● ИСХОДНЫЙ ТЕКСТ:
.....

Эггерс щеголял авторским подходом к режиссуре фильмов ужасов, старательно избегая штампов: тревожной музыки, джампскейров и нелогичных поступков главных героев. Воодушевлённые критики быстро превратили Эггерса в мессию нового вида хоррора — интеллектуального упражнения в запугивании зрителей, снятого наподобие фестивальных хитов из Канн или Венеции.
Спустя три года «возвышенный хоррор» захватил всё медиапространство. «Прочь» Джордана Пила, «мама!» Даррена Аронофски, «Убийство священного оленя» Йоргоса Лантимоса, «Оно приходит ночью» Трея Эдварда Шульца, «Реинкарнация» Ари Астера, «Суспирия» Луки Гуаданьино — все эти фильмы были сняты будто по одному лекалу. Талантливые режиссёры корпели над композицией кадров, ставили перед камерой больших звёзд и экспериментировали с нарративом. Критики поспешно объявили, что хоррор-кино переживает самую настоящую революцию.

.....

● ЗАДАНИЯ:
(a) Перепишите дословно отрывок из текста о возвышенном хорроре: всё, начиная с «Эггерс щеголял авторским» и вниз до «самую настоящую революцию.».
(b) Изложите короче абзац текста о возвышенном хорроре, который начинается словами «Спустя три года», сохранив его основные факты.
(c) Пожалуйста, продолжите текст о возвышенном хорроре, начав сразу после его последнего предложения.

● Сохранённые записи данных:
.....

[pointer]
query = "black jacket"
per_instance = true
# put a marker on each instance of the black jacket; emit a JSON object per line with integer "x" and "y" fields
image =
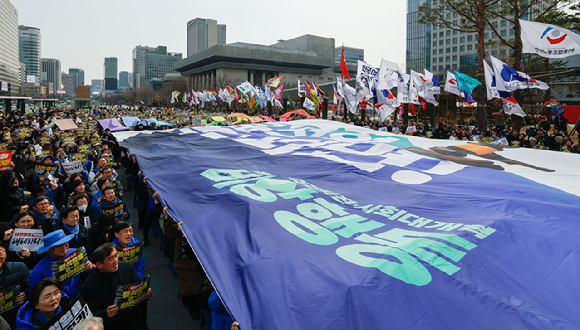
{"x": 99, "y": 293}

.....

● ОЖИДАЕМЫЕ РЕЗУЛЬТАТЫ:
(a)
Эггерс щеголял авторским подходом к режиссуре фильмов ужасов, старательно избегая штампов: тревожной музыки, джампскейров и нелогичных поступков главных героев. Воодушевлённые критики быстро превратили Эггерса в мессию нового вида хоррора — интеллектуального упражнения в запугивании зрителей, снятого наподобие фестивальных хитов из Канн или Венеции.
Спустя три года «возвышенный хоррор» захватил всё медиапространство. «Прочь» Джордана Пила, «мама!» Даррена Аронофски, «Убийство священного оленя» Йоргоса Лантимоса, «Оно приходит ночью» Трея Эдварда Шульца, «Реинкарнация» Ари Астера, «Суспирия» Луки Гуаданьино — все эти фильмы были сняты будто по одному лекалу. Талантливые режиссёры корпели над композицией кадров, ставили перед камерой больших звёзд и экспериментировали с нарративом. Критики поспешно объявили, что хоррор-кино переживает самую настоящую революцию.

(b) Через три года «возвышенный хоррор» заполонил медиапространство. «Прочь» Пила, «мама!» Аронофски, «Убийство священного оленя» Лантимоса, «Оно приходит ночью» Шульца, «Реинкарнация» Астера и «Суспирия» Гуаданьино сняты как будто по одному шаблону. Режиссёры тщательно выстраивали кадр, снимали больших звёзд и экспериментировали с повествованием, а критики поспешили объявить о революции в хоррор-кино.

(c)
Вот только никакой революции не было. «Ведьма» Эггерса — это не новое слово в жанре, а малозначительный шаг вперёд, возведённый в статус шедевра стараниями заинтересованных лиц: кураторов «Сандэнса» и студии A24, построившей свою репутацию на продюсировании хитов «возвышенного хоррора».
Арт-хоррор существовал всегда. В 1920-х годах «Носферату» Мурнау и «Ведьмы» Беньямина Кристенсена выжимали из молодого киноискусства все соки, а в 60-х итальянские джалло с евротрэшем нарушали правила игры трансгрессивными сюжетами и новаторской операторской работой. Что уж там — даже в 2000-х хоррор бесконечно менялся. «Внутренняя империя» Дэвида Линча и «Антихрист» Ларса фон Триера возвели фильмы ужасов в разряд фестивального кино задолго до премьеры «Ведьмы».
Бессмысленно отрицать, что «возвышенные хорроры» увеличили престиж хоррор-кинематографа — о жанровых лентах стали чаще говорить как о серьёзных фильмах, а не банальных киноаттракционах. Но с этой задачей справлялись и более зрительские хорроры, выходящие в одно время с творениями Эггерса и Астера: «Мэнди» Паноса Косматоса или «Тихое место» Джона Красински.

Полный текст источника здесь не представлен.